- Trecho:

※

Vista da exposição Sinais, no MAM-SP. Foto: studioladecor.com.br |
Espera-se que a arte performe um ato político, seja contra ou a favor. É uma expectativa enganosa. O artista, enquanto sujeito social, pode de fato agir e atentar; sua arte, em compensação, deve apenas ativar situações, de maneira que não dilua a poética em militâncias objetivistas nem se converta em instrumento ideológico. Espera-se dela um ato, porém a arte oferece um gesto, que mesmo mínimo já é muito: é a força máxima da criação. Enquanto o ato é automatizado e se resume em seus efeitos, o gesto é “a poesia do ato”, como Jean Galard afirmou certa vez. Só ele é capaz de fazer emergir novos sentidos, ao invés de impô-los.
Com sua potente delicadeza, o trabalho de Mira Schendel consegue colocar a gravidade contemporânea em suspensão. Suas menores intervenções na superfície do papel já a transforma substancialmente. Suas manchas e borrões são de alguma maneira incontroláveis, e essa natureza inexata é incorporada à obra. A transparência do papel arroz apresenta ao espectador uma ambiguidade que expande o espaço e põe abaixo a distinção entre frente e verso, esquerda e direita, certo e errado. Sua manipulação mínima da matéria convoca à contemplação todo o tempo e a disposição de quem chega. Uma fenda, um risco, um ponto de cor, uma letra desarticulada da própria língua, um símbolo ressignificado; singelezas que, acaso não existissem, tampouco existiria a potência da obra de arte.
Não devemos confundir tal singeleza com falta de rigor, e muito menos confundir delicadeza com fragilidade. O trabalho de Mira Schendel transborda consistência na escolha dos materiais, no enfrentamento do desconhecido, na afirmação do sutil como força poética. Recusa o lugar-comum, previsível e explícito. Seu gesto é mínimo não porque denota pouco esforço, mas porque é denso ao ponto de se infiltrar, afetar e desestruturar as maiores instituições. Não as enfrenta com as mesmas armas nem com a mesma lógica; em vez disso cria desvios, reinventa sentidos, desarma mecanismos por demais azeitados.
A que sinais o título da exposição alude? Elementos gráficos, sugestões de forma, indicações interpretativas? Ou sinais de um porvir, agora apenas entrevisto na insurgência silenciosa de sua obra? A exposição alude a isso tudo. Se com os primeiros aprendemos sobre estética, com estes últimos conhecemos o singular componente político da arte, que nada tem a ver com mensagem, moral ou adequação.

※

- Dados registrados:
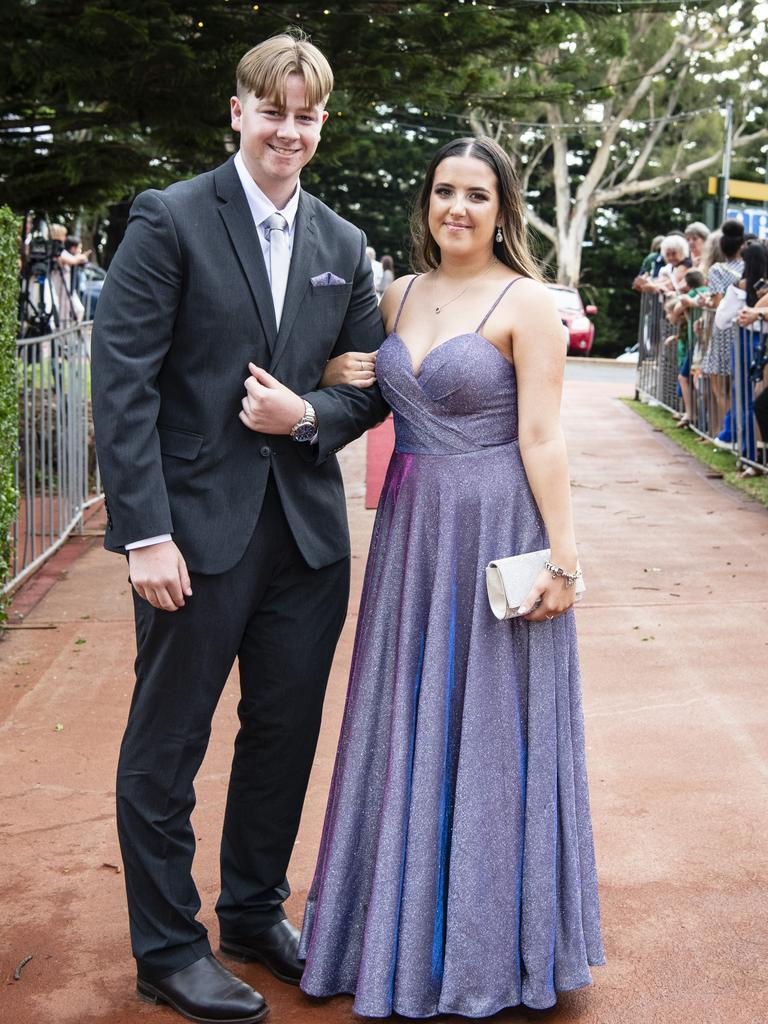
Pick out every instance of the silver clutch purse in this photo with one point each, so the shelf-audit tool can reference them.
(510, 580)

※

- O que fazer:
(A) No trecho, a quem se atribui a afirmação de que o gesto é "a poesia do ato"?
(B) Explique, por favor, por que o trecho diz que o gesto de Mira Schendel é mínimo.
(C) Reproduza do trecho a parte que se abre com as palavras "A que sinais" e se fecha com "moral ou adequação.".
Não é preciso consultar a listagem para responder.

- Respostas:
(A) A Jean Galard.

(B) O gesto de Mira Schendel é mínimo porque é denso a ponto de se infiltrar, afetar e desestruturar as maiores instituições. Não o é por denotar pouco esforço.

(C)
A que sinais o título da exposição alude? Elementos gráficos, sugestões de forma, indicações interpretativas? Ou sinais de um porvir, agora apenas entrevisto na insurgência silenciosa de sua obra? A exposição alude a isso tudo. Se com os primeiros aprendemos sobre estética, com estes últimos conhecemos o singular componente político da arte, que nada tem a ver com mensagem, moral ou adequação.